WORK TO BE COMPLETED: Format all of the items below as a numbered list, one line per entry, and drop any blank lines.
******************************
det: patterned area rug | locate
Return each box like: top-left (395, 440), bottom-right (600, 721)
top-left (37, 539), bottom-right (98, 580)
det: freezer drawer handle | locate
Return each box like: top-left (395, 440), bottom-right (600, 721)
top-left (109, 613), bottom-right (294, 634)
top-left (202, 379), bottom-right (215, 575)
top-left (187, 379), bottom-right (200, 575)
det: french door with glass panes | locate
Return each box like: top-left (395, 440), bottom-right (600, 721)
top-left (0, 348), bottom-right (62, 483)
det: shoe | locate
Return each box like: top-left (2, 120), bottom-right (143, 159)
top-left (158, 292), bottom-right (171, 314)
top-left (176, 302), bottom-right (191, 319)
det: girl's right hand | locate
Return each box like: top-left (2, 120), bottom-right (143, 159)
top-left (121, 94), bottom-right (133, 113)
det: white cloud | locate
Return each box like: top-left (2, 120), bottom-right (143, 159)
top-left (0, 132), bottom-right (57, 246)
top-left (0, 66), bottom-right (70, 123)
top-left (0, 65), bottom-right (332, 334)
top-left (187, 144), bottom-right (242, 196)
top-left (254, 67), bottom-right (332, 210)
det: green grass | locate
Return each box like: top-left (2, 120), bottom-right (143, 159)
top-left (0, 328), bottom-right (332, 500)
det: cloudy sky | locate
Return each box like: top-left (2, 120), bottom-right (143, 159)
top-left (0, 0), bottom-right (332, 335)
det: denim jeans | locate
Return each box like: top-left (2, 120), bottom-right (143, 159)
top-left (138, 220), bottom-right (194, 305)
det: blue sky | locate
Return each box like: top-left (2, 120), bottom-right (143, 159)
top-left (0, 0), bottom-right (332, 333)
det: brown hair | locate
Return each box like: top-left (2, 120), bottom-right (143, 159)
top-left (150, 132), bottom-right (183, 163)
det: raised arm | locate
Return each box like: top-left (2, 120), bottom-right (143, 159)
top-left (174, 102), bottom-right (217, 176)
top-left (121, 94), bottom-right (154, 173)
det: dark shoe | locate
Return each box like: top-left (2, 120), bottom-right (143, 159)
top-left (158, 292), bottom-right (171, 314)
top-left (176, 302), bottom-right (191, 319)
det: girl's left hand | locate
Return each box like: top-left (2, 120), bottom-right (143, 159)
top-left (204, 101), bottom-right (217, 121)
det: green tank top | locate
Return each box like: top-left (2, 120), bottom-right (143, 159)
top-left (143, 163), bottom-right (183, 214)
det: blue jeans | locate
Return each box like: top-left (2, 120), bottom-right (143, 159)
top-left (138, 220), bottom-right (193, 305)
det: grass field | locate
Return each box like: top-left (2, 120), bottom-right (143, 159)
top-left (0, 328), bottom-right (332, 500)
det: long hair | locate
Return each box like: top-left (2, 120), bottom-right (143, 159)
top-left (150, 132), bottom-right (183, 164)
******************************
ANSWER FOR THIS EXERCISE:
1. det: patterned area rug | locate
2. Return each box like: top-left (395, 440), bottom-right (600, 721)
3. top-left (37, 539), bottom-right (98, 580)
4. det: freezer drawer handle | locate
5. Return each box like: top-left (395, 440), bottom-right (600, 721)
6. top-left (109, 613), bottom-right (294, 634)
7. top-left (202, 379), bottom-right (215, 575)
8. top-left (187, 379), bottom-right (200, 575)
9. det: french door with glass panes | locate
10. Return each box like: top-left (395, 440), bottom-right (600, 721)
11. top-left (0, 348), bottom-right (62, 483)
12. det: shoe | locate
13. Return each box like: top-left (2, 120), bottom-right (143, 159)
14. top-left (158, 292), bottom-right (171, 314)
15. top-left (176, 302), bottom-right (191, 319)
16. det: girl's right hand | locate
17. Return each box like: top-left (2, 120), bottom-right (143, 159)
18. top-left (121, 94), bottom-right (133, 113)
19. det: white cloud | locate
20. Return each box like: top-left (2, 120), bottom-right (143, 159)
21. top-left (0, 132), bottom-right (57, 246)
22. top-left (0, 66), bottom-right (70, 123)
23. top-left (0, 65), bottom-right (332, 334)
24. top-left (187, 144), bottom-right (242, 196)
25. top-left (254, 67), bottom-right (332, 210)
26. det: green grass | locate
27. Return each box like: top-left (2, 120), bottom-right (143, 159)
28. top-left (0, 328), bottom-right (332, 500)
29. det: cloudy sky | locate
30. Return each box like: top-left (2, 120), bottom-right (143, 159)
31. top-left (0, 0), bottom-right (332, 335)
32. det: denim jeans | locate
33. Return each box like: top-left (2, 120), bottom-right (143, 159)
34. top-left (138, 220), bottom-right (194, 305)
35. det: blue sky | locate
36. Return each box like: top-left (2, 120), bottom-right (143, 159)
37. top-left (0, 0), bottom-right (332, 333)
38. det: brown hair | locate
39. Return each box like: top-left (2, 120), bottom-right (143, 159)
40. top-left (150, 132), bottom-right (183, 163)
41. det: raised arm | locate
42. Return each box like: top-left (2, 120), bottom-right (143, 159)
43. top-left (174, 102), bottom-right (217, 176)
44. top-left (121, 94), bottom-right (154, 173)
45. det: dark shoe | locate
46. Return each box like: top-left (2, 120), bottom-right (143, 159)
47. top-left (158, 292), bottom-right (171, 314)
48. top-left (176, 302), bottom-right (191, 319)
49. det: girl's left hand | locate
50. Return each box like: top-left (2, 120), bottom-right (143, 159)
51. top-left (204, 101), bottom-right (217, 121)
52. det: green tank top | locate
53. Return each box like: top-left (2, 120), bottom-right (143, 159)
54. top-left (143, 163), bottom-right (183, 214)
55. det: blue jeans | locate
56. Return each box like: top-left (2, 120), bottom-right (143, 159)
57. top-left (138, 220), bottom-right (193, 305)
58. det: grass field | locate
59. Return each box like: top-left (2, 120), bottom-right (143, 159)
60. top-left (0, 328), bottom-right (332, 500)
61. det: long hair | locate
62. Return each box like: top-left (2, 120), bottom-right (143, 159)
63. top-left (150, 132), bottom-right (183, 164)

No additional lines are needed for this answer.